**Selected text:**
════════════════════

There’s more you can do with that data, perhaps obviously – the nice thing about the general idea is that whenever I mention it to somebody, they think of some other thing you can do with that data that I hadn’t even considered.

So that’s something.

It’s not a finished product – there’s some known bugs and missing features listed in the README, and some others I’m sure that I don’t see yet. But there it is, and hopefully it will be useful for people trying to find their way around a big or new projects.

Sorry about the regex question, dude.

Let’s say you wanted to design a laptop, preinstalled with Linux and for a linux-user audience. This is mostly my own notes about what I’d like, but I wouldn’t mind some feedback.

  • Pixel Qi screen 14″ inches if possible, for power and daylight readability.
  • Arm SOC (Tegra?)
  • User-replaceable battery and RAM.
  • Ideally, off-the-shelf batteries. Are cellphone batteries now good enough that you could line up four of them to power a laptop? Could be, could be…
  • Casing that was meant to be disassembled, insofar as possible. Not junk, but not triwing-five-point-torx screws, either.
  • Built-in software-defined-radio-usable chips, two of them, and significant antenna.
  • Bluetooth 4, usb3. Wifi, obviously.
  • HDMI out. It’d be nice to know if a chip existed that could support HDMI-out and the Pixel Qi screens, that sounds like the best of both worlds.
  • Nonjunk touchpad.

What am I missing? Anything else?

I was idly looking over the shooting script for Men In Black the other day. Different from the movie, in a lot of little ways that add up; as filmed it came out a fun, largely harmless sci-fi movie of no particular note but the original script was quietly darker and more introspective than you’d expect. As an example, the scene where Edwards (Will Smith) has been given until sun-up to decide if he’s in; he asks Jay (Tommy-Lee Jones) “Is it worth it?”

On screen, Jay replies “It is. If you’re strong enough” as he walks away. But on the page Jay’s explanation of the cost of signing up is a lot more personal.

EDWARDS – So what’s the catch?

KAY – What you’ll gain in perspective, you’ll lose in ways you’re too young to comprehend. You give up everything. Sever every human contact. No one will know you exist. Ever.

════════════════════

**Given data:**
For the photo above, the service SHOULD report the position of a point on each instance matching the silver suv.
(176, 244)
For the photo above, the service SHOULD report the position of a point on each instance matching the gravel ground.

════════════════════

**Tasks to perform:**
1. Why does the blog excerpt want a Pixel Qi screen for its laptop design?
2. Can you condense the paragraph in the blog excerpt that begins "It's not a finished product" into a short list that keeps its main facts?
3. Reproduce word for word everything in the blog excerpt from "There’s more you" down to "or new projects.".

**Task responses:**
1. The excerpt wants the Pixel Qi screen for power and daylight readability.

2.
- The product isn't finished.
- Known bugs and missing features are listed in the README.
- There are likely other problems the author doesn't see yet.
- The author hopes it will help people find their way around big or new projects.

3.
There’s more you can do with that data, perhaps obviously – the nice thing about the general idea is that whenever I mention it to somebody, they think of some other thing you can do with that data that I hadn’t even considered.

So that’s something.

It’s not a finished product – there’s some known bugs and missing features listed in the README, and some others I’m sure that I don’t see yet. But there it is, and hopefully it will be useful for people trying to find their way around a big or new projects.